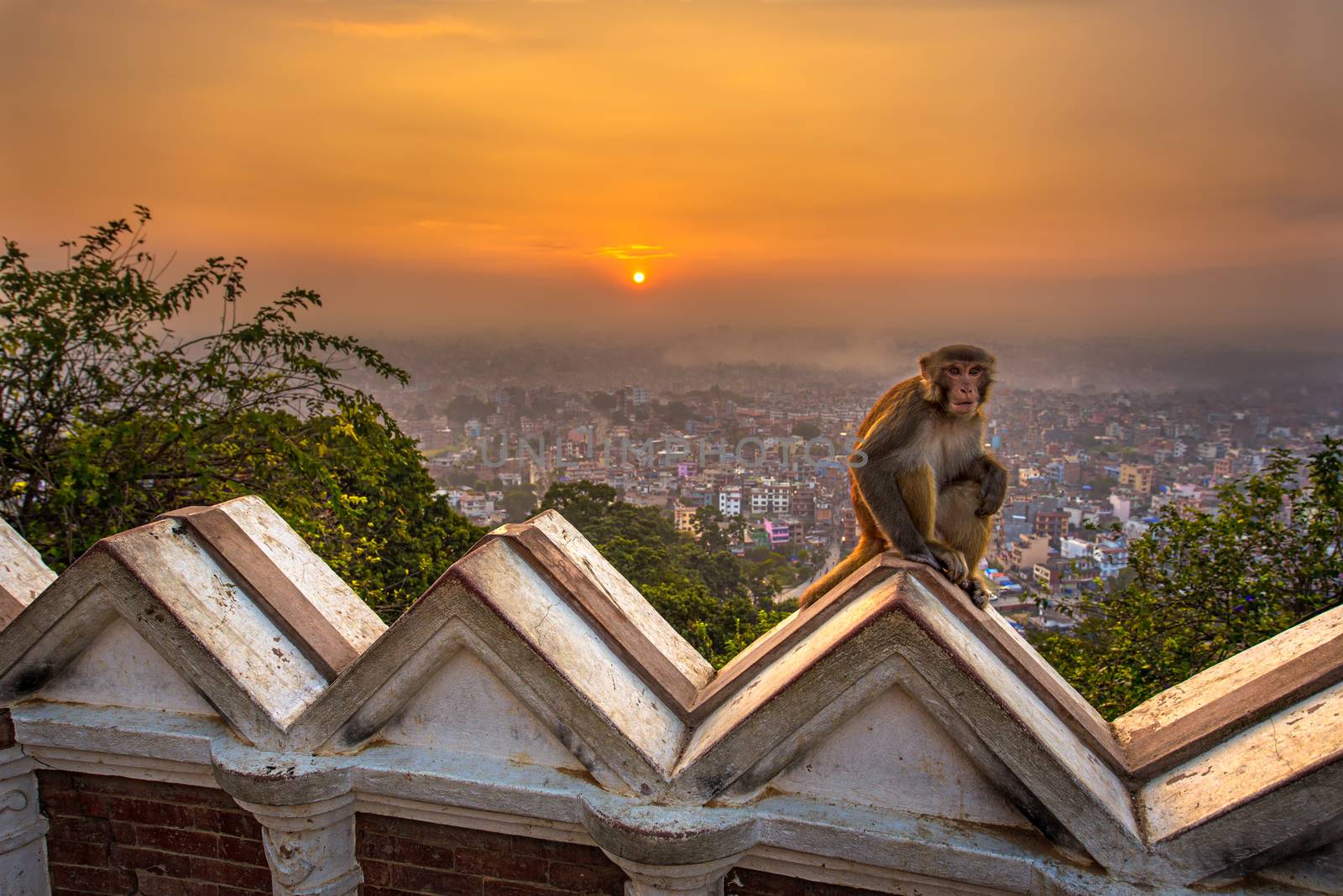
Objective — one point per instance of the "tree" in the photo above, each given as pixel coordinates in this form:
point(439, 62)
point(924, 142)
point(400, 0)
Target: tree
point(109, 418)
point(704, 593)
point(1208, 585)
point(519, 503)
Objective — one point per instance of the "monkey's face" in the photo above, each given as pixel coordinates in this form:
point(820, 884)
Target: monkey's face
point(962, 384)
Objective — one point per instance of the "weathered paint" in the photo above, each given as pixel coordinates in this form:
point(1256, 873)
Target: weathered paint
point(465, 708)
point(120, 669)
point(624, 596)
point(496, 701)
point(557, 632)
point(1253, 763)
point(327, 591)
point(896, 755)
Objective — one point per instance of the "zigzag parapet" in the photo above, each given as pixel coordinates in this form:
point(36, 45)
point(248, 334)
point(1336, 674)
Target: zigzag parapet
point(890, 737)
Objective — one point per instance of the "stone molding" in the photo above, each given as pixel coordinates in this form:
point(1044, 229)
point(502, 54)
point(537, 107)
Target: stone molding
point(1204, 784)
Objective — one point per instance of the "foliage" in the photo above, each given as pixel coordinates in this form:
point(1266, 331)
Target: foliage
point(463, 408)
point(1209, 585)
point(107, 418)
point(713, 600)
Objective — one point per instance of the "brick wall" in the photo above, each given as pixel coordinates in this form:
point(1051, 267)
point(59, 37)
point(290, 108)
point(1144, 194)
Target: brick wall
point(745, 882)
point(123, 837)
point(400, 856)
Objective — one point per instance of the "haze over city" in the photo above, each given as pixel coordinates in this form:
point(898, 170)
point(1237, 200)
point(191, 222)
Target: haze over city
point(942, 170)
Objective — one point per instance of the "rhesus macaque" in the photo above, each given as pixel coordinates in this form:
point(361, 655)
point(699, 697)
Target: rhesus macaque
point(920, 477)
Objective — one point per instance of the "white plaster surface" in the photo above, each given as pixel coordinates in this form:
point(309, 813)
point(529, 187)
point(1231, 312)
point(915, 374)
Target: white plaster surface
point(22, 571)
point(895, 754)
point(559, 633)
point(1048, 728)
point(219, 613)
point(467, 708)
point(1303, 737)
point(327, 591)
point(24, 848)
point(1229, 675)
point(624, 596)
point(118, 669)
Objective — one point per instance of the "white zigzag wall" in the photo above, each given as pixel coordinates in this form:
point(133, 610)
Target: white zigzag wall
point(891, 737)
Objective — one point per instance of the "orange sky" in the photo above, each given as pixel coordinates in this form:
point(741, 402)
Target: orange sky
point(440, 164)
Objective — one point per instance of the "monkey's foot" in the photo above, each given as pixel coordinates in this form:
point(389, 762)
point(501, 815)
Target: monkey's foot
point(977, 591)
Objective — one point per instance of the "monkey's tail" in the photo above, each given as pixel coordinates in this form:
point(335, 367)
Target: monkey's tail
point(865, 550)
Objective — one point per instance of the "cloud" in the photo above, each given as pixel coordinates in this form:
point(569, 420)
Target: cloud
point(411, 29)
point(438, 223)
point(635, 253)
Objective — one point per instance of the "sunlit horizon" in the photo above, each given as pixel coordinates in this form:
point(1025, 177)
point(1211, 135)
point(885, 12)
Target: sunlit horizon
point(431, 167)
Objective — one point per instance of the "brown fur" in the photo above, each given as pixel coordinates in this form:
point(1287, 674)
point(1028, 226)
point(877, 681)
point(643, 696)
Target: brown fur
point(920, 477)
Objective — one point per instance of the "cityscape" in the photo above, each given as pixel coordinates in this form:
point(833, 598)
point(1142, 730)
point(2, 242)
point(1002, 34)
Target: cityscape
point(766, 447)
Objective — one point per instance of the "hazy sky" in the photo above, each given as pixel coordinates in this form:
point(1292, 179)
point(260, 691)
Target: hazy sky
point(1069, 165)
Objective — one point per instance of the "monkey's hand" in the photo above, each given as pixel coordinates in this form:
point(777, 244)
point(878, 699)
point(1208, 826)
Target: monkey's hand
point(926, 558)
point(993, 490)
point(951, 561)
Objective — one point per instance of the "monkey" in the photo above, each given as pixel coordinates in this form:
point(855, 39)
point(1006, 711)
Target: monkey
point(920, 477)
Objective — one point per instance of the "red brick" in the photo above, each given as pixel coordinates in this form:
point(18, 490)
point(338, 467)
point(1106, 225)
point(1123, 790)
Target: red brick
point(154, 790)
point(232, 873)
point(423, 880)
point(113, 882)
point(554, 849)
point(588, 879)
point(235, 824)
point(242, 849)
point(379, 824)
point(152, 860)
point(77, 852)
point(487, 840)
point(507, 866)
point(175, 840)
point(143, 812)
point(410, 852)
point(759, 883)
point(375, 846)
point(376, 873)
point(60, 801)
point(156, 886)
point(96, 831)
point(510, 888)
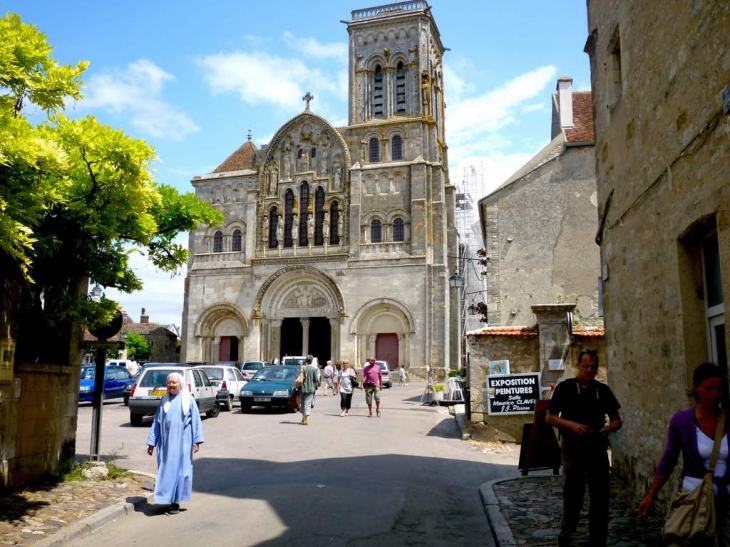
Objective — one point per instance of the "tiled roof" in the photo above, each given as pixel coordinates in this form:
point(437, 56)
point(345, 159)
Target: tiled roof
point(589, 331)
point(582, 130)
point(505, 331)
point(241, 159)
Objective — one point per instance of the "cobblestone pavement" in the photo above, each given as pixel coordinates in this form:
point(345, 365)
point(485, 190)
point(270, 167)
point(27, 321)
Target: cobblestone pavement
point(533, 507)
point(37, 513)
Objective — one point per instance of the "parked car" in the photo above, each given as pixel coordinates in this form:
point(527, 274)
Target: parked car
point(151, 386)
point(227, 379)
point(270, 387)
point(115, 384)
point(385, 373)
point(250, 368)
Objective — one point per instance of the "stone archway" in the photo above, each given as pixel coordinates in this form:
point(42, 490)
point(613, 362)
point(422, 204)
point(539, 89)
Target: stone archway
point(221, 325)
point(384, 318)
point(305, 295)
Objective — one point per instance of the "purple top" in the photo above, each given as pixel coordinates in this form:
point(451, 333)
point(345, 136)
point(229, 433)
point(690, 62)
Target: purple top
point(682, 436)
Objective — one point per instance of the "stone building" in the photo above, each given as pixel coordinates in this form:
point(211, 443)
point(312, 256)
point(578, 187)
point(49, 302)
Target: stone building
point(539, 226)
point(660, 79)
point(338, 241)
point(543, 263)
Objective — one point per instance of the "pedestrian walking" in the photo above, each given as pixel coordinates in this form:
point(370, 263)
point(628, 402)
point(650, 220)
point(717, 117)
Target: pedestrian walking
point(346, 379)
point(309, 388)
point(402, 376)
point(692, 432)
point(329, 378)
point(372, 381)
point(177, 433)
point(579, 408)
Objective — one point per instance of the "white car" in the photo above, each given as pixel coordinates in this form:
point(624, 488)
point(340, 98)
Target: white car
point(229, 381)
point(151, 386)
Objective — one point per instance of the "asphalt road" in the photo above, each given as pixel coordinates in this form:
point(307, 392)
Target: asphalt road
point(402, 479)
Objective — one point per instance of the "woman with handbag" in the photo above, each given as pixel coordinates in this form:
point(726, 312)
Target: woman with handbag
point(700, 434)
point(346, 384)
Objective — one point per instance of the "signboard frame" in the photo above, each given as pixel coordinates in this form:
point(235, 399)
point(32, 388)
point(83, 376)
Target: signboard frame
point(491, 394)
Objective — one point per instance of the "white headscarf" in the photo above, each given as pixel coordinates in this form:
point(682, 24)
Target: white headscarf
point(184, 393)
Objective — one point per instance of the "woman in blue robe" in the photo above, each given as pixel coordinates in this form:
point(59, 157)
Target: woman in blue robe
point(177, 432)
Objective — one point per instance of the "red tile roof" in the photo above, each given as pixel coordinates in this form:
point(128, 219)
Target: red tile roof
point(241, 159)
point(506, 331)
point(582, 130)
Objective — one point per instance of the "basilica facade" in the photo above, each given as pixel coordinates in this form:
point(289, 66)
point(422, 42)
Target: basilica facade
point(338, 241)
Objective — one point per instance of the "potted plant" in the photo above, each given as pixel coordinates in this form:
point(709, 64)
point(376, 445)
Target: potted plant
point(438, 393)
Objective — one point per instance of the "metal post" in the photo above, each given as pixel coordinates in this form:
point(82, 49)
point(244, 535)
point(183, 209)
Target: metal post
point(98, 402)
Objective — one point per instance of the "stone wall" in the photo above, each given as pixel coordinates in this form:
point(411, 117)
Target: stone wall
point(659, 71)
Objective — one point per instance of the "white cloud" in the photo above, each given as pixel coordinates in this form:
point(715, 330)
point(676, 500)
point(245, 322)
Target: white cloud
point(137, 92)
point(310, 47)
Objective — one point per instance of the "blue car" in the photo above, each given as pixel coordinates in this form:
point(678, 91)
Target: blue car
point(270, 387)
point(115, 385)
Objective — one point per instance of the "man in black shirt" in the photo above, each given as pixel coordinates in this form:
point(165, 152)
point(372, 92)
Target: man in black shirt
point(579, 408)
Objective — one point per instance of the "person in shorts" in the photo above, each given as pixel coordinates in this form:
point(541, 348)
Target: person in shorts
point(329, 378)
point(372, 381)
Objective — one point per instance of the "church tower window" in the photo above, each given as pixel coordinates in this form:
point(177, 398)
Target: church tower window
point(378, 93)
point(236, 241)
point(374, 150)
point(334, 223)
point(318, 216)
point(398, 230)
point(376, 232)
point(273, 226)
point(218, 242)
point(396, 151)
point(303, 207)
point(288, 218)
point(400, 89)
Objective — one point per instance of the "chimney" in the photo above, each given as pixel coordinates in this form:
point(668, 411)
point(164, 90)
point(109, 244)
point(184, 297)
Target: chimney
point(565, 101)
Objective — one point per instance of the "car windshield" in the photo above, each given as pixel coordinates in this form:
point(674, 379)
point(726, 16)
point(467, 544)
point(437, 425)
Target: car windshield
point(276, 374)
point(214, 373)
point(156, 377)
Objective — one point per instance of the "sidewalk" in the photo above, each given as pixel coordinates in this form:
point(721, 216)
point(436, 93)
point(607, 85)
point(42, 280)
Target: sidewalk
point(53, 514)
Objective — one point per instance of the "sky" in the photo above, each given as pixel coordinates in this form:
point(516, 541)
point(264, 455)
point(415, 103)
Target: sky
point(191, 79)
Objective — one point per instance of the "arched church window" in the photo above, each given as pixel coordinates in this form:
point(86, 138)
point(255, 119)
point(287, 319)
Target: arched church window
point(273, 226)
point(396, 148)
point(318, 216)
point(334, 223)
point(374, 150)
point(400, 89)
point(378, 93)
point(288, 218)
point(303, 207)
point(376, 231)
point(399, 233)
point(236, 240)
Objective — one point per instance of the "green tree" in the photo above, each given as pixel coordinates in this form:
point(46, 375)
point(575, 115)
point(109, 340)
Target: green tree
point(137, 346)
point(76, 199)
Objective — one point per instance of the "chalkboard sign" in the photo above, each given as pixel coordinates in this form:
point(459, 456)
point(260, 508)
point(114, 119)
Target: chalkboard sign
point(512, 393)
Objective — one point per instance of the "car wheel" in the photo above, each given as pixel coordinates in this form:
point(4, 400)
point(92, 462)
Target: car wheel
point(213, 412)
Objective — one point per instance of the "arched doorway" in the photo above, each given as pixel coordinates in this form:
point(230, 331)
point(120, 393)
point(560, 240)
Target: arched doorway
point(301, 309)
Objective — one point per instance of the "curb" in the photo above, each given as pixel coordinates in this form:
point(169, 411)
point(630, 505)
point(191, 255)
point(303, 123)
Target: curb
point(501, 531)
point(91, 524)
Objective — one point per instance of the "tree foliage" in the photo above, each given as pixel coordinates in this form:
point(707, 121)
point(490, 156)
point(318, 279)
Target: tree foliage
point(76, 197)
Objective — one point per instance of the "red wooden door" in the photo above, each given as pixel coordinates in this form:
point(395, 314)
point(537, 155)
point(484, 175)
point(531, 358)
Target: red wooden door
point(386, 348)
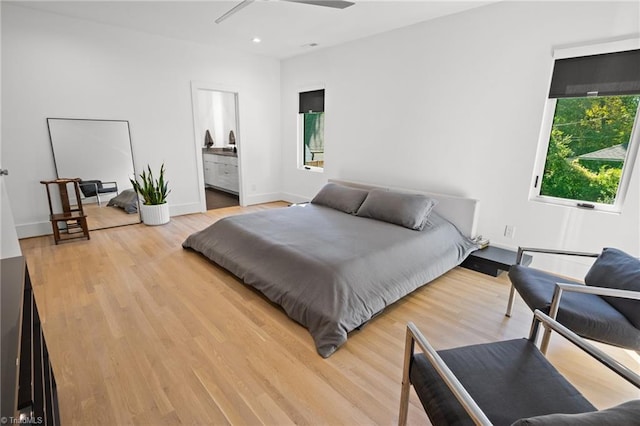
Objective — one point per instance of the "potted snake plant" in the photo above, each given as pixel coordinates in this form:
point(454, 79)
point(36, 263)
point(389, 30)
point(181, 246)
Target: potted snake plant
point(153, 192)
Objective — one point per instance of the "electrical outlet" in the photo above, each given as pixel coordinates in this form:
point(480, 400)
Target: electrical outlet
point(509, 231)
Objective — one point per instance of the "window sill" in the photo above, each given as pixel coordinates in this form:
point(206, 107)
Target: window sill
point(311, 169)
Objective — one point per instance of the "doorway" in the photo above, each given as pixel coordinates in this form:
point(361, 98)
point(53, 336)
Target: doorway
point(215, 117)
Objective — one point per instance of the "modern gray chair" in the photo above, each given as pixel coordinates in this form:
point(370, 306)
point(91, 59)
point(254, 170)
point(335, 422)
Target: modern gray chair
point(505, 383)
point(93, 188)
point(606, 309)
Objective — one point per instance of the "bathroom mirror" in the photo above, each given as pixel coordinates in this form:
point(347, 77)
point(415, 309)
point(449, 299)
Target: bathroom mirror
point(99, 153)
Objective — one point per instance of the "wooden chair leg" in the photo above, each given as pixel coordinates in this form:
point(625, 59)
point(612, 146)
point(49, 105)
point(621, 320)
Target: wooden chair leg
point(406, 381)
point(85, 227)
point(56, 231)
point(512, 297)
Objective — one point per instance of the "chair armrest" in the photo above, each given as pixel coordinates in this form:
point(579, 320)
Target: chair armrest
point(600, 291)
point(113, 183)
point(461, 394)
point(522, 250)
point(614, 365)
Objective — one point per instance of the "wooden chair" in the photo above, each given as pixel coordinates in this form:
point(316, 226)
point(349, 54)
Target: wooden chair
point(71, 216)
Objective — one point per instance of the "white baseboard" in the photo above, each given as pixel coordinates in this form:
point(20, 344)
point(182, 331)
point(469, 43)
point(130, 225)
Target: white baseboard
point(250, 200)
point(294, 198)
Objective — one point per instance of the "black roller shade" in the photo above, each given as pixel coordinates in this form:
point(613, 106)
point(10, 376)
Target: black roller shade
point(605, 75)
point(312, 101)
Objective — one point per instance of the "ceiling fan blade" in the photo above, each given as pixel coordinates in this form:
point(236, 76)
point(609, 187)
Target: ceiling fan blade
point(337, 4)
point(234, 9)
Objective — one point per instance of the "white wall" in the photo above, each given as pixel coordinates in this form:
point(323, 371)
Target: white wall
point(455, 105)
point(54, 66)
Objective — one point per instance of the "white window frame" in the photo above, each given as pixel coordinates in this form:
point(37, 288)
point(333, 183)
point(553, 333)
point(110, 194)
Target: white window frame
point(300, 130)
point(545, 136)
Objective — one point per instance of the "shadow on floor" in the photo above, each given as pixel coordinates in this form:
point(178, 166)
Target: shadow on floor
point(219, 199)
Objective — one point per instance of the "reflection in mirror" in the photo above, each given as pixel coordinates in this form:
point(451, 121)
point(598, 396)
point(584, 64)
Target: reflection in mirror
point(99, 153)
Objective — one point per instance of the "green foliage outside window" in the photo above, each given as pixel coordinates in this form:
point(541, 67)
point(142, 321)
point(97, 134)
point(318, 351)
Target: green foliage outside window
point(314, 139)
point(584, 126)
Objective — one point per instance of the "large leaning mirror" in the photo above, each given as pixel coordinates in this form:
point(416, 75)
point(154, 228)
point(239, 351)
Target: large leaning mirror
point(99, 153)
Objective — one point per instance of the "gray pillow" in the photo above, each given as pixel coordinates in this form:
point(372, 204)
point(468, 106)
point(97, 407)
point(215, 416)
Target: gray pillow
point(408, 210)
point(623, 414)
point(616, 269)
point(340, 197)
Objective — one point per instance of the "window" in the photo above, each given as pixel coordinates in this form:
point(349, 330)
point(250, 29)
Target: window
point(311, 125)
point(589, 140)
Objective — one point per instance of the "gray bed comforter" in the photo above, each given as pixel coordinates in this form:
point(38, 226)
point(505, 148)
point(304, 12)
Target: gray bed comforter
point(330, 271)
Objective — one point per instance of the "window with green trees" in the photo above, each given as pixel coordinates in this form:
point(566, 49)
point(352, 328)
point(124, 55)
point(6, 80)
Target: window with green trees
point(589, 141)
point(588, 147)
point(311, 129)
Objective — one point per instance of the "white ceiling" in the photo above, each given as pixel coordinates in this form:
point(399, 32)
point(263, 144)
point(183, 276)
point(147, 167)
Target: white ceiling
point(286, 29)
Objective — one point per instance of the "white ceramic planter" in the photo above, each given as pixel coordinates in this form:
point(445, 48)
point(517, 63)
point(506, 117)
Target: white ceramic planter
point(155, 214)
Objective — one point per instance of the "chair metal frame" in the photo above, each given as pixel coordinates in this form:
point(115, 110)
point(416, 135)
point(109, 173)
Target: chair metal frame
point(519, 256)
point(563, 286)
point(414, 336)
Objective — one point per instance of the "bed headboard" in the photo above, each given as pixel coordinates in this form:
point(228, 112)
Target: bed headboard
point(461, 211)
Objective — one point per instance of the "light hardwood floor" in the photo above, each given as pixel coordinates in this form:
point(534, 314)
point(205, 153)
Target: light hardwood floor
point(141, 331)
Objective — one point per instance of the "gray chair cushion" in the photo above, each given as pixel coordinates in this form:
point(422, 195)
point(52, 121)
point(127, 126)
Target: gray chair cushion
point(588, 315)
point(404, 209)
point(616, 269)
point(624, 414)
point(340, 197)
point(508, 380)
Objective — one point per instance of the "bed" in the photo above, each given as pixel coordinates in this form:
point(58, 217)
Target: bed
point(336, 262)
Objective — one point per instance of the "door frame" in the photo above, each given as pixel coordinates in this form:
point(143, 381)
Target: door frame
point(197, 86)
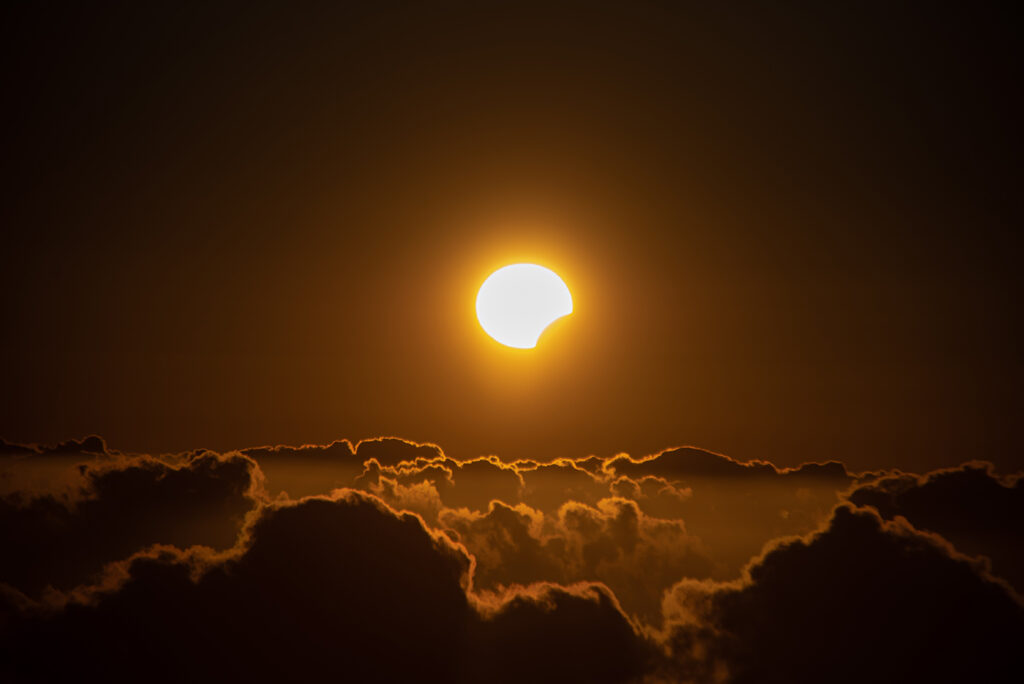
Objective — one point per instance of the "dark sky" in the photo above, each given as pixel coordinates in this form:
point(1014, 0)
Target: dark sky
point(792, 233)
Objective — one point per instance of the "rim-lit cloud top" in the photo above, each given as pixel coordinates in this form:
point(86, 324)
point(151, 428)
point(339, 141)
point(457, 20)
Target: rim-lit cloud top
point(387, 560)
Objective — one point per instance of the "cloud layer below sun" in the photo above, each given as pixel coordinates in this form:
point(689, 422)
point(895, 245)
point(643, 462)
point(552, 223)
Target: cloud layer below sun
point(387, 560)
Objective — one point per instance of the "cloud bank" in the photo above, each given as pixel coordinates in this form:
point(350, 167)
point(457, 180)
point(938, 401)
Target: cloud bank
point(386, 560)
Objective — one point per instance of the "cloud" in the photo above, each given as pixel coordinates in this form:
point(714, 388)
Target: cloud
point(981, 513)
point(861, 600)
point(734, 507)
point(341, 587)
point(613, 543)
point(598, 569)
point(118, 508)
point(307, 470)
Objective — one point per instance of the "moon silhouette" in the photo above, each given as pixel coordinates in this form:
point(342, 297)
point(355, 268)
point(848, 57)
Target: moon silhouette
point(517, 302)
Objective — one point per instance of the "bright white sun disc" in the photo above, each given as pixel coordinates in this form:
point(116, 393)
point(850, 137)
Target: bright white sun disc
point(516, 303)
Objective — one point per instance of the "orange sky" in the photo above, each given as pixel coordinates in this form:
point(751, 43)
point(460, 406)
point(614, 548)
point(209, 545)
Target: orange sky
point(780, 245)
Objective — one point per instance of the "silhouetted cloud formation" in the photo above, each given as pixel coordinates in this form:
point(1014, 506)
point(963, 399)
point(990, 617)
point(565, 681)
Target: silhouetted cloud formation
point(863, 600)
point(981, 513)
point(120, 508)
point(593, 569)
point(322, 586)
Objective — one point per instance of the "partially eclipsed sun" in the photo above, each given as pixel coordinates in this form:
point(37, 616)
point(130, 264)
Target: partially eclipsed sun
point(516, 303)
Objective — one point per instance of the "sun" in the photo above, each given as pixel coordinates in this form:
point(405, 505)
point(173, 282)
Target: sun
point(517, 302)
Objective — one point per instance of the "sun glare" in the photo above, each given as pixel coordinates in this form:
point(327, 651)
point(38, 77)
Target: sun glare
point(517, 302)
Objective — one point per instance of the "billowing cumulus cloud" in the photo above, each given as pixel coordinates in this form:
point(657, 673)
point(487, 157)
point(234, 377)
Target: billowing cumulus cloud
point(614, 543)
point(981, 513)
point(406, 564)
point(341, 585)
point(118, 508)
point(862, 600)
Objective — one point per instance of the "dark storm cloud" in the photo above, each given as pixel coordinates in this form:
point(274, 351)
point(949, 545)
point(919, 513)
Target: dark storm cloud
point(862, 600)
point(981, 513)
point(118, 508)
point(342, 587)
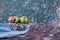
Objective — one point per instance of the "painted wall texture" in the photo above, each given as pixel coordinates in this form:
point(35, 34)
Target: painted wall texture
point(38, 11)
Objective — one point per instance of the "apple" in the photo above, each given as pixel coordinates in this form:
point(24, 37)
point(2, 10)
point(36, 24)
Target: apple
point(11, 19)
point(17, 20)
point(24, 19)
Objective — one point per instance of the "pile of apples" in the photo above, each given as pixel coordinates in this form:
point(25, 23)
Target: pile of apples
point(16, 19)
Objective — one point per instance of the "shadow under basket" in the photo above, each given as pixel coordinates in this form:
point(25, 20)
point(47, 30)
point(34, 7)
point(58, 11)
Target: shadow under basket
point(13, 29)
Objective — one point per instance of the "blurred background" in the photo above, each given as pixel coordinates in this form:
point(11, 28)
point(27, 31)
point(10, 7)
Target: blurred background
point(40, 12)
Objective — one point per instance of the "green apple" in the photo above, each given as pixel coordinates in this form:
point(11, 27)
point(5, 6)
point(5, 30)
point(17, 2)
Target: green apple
☆ ☆ ☆
**WHAT IS EXPECTED**:
Please rewrite the items from their start through the line containing "point(400, 856)", with both ends included, replacing "Target" with "Label" and changing nothing else. Leave the pictures out of your answer.

**TASK RESPONSE**:
Objective — one point per instance of the "tree" in the photo above, each given as pixel coordinates in this form:
point(439, 62)
point(924, 142)
point(400, 0)
Label: tree
point(109, 418)
point(704, 593)
point(1208, 585)
point(519, 503)
Objective — one point per instance of the "monkey's face" in the photo above, each given as pixel coordinates in this form:
point(820, 884)
Label: monkey's face
point(962, 384)
Objective — one point per instance of the "weathered paint" in the photo above, each given as pixel coordinates in this form:
point(1256, 873)
Label: weathered paint
point(465, 708)
point(120, 669)
point(624, 596)
point(496, 701)
point(557, 632)
point(1253, 763)
point(327, 591)
point(896, 755)
Objective — one point per instance of the "zigzag parapet" in the photo above, each given as pixel coordinates in this form:
point(36, 45)
point(248, 334)
point(1336, 674)
Label: zigzag parapet
point(890, 737)
Objective — one point per instance of the "stone molding" in the photo above, each given as pixel coordinates in this form:
point(1044, 229)
point(502, 54)
point(537, 107)
Label: stone molding
point(1204, 784)
Objective — one point per instance of the "foliage" in the photo above, each given as pixel coordinates in this form:
point(1266, 331)
Label: foliage
point(463, 408)
point(1209, 585)
point(107, 418)
point(713, 600)
Objective — one point per instance of the "brick wall" in the photo above, each given as pixel coordinates in this form:
point(1051, 267)
point(59, 37)
point(290, 108)
point(1144, 194)
Label: brick wall
point(745, 882)
point(123, 837)
point(400, 856)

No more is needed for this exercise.